◆ EXCERPT PROVIDED

■ ■ ■

With shopping, parties, family visits, and more, the holidays can be a stressful time for anyone. Add a disability, and it becomes even more challenging. However, having a physical disability doesn’t mean you can’t enjoy the holiday season like everyone else. As a woman living with a spinal cord injury and Myasthenia Gravis, I’ve learned that having a physical disability means you just have to modify your approach to certain situations.

After I was first injured, I was determined to plan my Christmas celebration all by myself. However, I soon discovered that my wheelchair left me unable to fully decorate our entire Christmas tree alone, so it was only half decorated. On top of that, I only managed to cook a few of the dishes I originally planned to serve. My experience helped me realize that I have to be more mindful about preparing for the holidays when living with a disability. I’d love to share some of my personal tips and suggestions for helping you do the same.

Going Holiday Shopping with a Disability

Be like Santa before you plan to shop: make a list and check it twice! These days, most people do their shopping online for good reasons: it’s easier on you, your packages are shipped right to your door, and it’s often cheaper too! This is definitely a recommendation for people living with any kind of physical disability, challenge, or limitation.

Personally, being a part of the hustle and bustle of Christmas shopping gets me in the holiday spirit. However, I am in a wheelchair, so I also completely understand it’s not everyone’s top choice. After all, stores around the holidays can be crowded and have long lines. I try to keep shopping convenient by choosing one-stop shops like supercenters, so I can buy most of the gifts on my list as well as purchasing any ingredients I may need to make my special Christmas dinner.

■ ■ ■

◆ RAW DATA
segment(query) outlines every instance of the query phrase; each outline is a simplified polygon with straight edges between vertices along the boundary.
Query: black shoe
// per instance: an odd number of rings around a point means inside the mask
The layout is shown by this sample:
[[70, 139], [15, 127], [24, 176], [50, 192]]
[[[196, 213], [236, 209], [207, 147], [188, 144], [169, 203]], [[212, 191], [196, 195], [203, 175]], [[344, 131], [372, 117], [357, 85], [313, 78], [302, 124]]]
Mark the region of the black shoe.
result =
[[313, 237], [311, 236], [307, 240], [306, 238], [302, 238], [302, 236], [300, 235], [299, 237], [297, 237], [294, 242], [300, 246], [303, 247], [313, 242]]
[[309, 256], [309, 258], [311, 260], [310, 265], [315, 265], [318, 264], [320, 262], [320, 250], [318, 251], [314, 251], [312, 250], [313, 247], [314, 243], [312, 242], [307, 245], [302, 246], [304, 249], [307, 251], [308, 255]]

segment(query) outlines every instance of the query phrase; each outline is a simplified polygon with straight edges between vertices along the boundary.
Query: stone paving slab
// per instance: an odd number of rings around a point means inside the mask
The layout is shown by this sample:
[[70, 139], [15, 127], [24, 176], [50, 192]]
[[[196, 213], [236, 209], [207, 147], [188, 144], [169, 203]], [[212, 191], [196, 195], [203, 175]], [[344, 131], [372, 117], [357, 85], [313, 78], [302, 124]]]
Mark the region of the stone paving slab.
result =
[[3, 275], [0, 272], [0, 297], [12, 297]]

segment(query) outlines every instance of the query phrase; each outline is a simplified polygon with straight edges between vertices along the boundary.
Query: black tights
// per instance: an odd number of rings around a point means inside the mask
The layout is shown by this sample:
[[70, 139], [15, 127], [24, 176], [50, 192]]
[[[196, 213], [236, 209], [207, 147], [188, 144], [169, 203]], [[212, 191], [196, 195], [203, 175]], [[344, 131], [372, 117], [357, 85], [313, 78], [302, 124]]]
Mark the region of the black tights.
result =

■ ■ ■

◆ DIRECTIVES
A – In the text on holidays with a disability, rewrite the part that opens with the words containing "Personally, being a" and closes with "special Christmas dinner.", changing "supercenters" to "department stores".
B – According to the text on holidays with a disability, which two conditions does the writer live with?

◆ TASK-BY-TASK RESULTS
A –
Personally, being a part of the hustle and bustle of Christmas shopping gets me in the holiday spirit. However, I am in a wheelchair, so I also completely understand it’s not everyone’s top choice. After all, stores around the holidays can be crowded and have long lines. I try to keep shopping convenient by choosing one-stop shops like department stores, so I can buy most of the gifts on my list as well as purchasing any ingredients I may need to make my special Christmas dinner.

B – A spinal cord injury and Myasthenia Gravis.